• [Passage shown]:

════════════════

Small may just be the new religion of our times
Good news from summit organisers this week. My name, along with several others I suppose, was thrown into a hat for speakers that could talk about small businesses at the Fifth Summit of the Americas being hosted in Trinidad in April.
The talk is that while conversing with Caricom leaders about the composition of some of the business panels at the Summit, a concern was expressed that small business was not adequately represented. There was a subsequent rush to find names who could adequately represent the sector (hence the hat) and speak about the challenges within the SMEs.
Me? I rather talk about the opportunities. For a long time through this column, my blog and at various podiums, I have been saying that the time for small business has come. One just has to look at the shambles that lie at the feet on the opposite end of the pond.
After all, it was big companies that led the way in the globe’s financial melt down; it was big CEOs who got even bigger cheques and compensation packages even as they rode on their equally large jets to beg for big bailout money. Big banks too had gotten greedy housed in their vast headquarters as if to keep up with their neighbours across the street (Wall Street) investing millions of dollars in loans they hadn’t looked at and working with skilled accountants who worked big time to make the numbers look good.
AIG was big. Goldman too. GM was unstoppable. And Merryl Lynch? Remember them?
It seems though that as people get more and more suspicious of big, attention is being shone on small. As the new media darlings, these small engines of growth are offering business models that are making large businesses appear as if they are 65-year olds wining in the Carnival band wearing high heels and a bikini.
Here’s a fact. As big began going to government for bailout, as they began cutting their employee base, as they began chopping prices to what they should have been in the first place, as they began being obsessed with interest rates, small business owners began their immediate reinvention. Several began adapting their business models while remaining true to their core values. In my own firm, we zoned in on being the outsourced PR firm of choice. We immediately beefed up our social media, permission-based marketing and used our software to generate free on-line media analytics for prospective clients caught in the economic free fall. We did so in the hopes of drumming up business, and we grew by over 170% in the last quarter.
Being small means being flexible. If you run a small, even medium sized organisation, you know exactly what I mean. Every night we get decide what business we will pursue and how we will morph to suit the times. And invariably the work reflects back to us whatever we expect of it. For me, that means optimism even in harsh time and the continuous dedication to excellence because being just merely good is simply not good enough.
The American star of marketing, Seth Godin, sung the praises of small business in his most popular blog posting to date.
Small, he wrote, means that you can answer email from your customers or outsource the boring, low-impact stuff while you keep the power because you invent the remarkable and tell stories to people who want to hear them.
According to Godin: “A small law firm or accounting firm or ad agency is succeeding because they’re good, not because they’re big. So smart small companies are happy to hire them. A small restaurant has an owner who greets you by name. A small venture fund doesn’t have to fund big bad ideas in order to get capital doing work. They can make small investments in tiny companies with good (big) ideas. A small church has a minister with the time to visit you in the hospital when you’re sick."
Small is not an excuse. It’s now a raison d’être. In the past year, our world has fundamentally changed. We used to do business in a time when there was plenty of big. No more. Now, a wired world can make small businesses operate in real time, develop ambitious visions and audacious goals as well as leverage the skills set of others so as if appear big. No big buildings required here. No atriums. Just the right-size and the big can -do attitude.
Shucks, I am real anxious to tell them that at the Summit. Anxious to demonstrate how small might just be the new religion of our times.

════════════════

• [Data extracts]:
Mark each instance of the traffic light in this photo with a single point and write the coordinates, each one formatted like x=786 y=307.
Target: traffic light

════════════════

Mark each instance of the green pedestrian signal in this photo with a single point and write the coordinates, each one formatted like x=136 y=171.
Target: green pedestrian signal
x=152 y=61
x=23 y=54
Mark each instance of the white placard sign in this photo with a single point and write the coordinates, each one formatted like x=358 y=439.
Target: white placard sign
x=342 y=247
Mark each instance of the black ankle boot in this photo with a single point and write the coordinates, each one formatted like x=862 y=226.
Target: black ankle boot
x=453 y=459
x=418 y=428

════════════════

• [Aim of the task]: In the column on small business, how much did the writer's firm grow in the last quarter?

• [Response to this exercise]: It grew by over 170%.